▶ The problem
Reproduce verbatim the lines of the entries below, starting at the line that contains "Find the ivy" and ending at the line that contains "[(847, 125), (318, 190), (422, 45)]", both included.

════════════════════

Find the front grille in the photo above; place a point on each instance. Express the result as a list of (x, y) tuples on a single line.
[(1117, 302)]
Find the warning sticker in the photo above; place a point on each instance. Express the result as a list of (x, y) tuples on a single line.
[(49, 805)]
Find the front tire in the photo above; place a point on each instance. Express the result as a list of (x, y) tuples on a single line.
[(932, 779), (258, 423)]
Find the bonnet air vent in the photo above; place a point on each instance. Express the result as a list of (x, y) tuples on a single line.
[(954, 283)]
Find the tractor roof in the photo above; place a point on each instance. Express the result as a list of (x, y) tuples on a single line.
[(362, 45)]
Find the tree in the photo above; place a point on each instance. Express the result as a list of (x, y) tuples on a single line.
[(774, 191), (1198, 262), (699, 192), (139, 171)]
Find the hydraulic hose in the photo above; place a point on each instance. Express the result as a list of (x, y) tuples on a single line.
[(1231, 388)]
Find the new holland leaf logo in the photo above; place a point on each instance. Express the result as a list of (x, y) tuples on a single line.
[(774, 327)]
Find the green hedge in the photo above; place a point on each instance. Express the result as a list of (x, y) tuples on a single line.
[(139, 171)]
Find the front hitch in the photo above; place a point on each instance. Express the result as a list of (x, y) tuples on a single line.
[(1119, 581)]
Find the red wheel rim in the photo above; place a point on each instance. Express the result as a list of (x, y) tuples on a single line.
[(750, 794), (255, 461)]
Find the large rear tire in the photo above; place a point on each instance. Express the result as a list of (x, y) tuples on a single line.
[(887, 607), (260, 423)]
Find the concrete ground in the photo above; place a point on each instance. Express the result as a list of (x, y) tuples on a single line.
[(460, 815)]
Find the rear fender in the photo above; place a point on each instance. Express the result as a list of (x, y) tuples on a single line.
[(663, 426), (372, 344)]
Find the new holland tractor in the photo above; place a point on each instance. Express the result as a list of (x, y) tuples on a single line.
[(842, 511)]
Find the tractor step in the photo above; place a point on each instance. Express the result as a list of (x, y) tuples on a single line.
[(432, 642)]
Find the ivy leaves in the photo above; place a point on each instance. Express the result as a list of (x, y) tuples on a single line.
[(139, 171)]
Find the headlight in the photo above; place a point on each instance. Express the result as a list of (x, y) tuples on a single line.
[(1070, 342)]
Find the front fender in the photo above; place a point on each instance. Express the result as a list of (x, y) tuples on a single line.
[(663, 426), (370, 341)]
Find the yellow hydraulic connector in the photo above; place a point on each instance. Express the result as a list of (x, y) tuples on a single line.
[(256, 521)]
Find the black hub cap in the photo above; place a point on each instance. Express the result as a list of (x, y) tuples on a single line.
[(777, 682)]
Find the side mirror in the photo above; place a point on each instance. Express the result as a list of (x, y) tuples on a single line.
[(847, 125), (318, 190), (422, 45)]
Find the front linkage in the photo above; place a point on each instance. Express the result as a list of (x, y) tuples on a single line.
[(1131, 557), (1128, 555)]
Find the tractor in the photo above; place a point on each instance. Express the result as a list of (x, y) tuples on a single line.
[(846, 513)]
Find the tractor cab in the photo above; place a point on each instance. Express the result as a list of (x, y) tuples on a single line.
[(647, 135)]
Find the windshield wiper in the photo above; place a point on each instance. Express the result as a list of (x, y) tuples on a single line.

════════════════════

▶ Answer for this exercise
Find the ivy leaves in the photo above; place a point on each instance. Express the result as a list of (x, y) tuples on a single line.
[(139, 171)]
Find the headlight in the photo above; place a point on each instance. Express the result as a list of (x, y) tuples on a single line.
[(1070, 342)]
Find the front fender in the photo above; place a point on each instance. Express the result as a list of (x, y) tuples on a single line.
[(663, 426), (370, 341)]
Find the yellow hydraulic connector in the photo above; place a point on each instance. Express the result as a list of (x, y) tuples on a single line.
[(256, 521)]
Find the black hub cap in the photo above; place a point on each instance. Express the result as a list of (x, y) tuples on a single line.
[(777, 682)]
Find the side mirror in the photo above; place a point on each instance. Express the result as a list of (x, y) tuples on a single line.
[(847, 125), (318, 190), (422, 45)]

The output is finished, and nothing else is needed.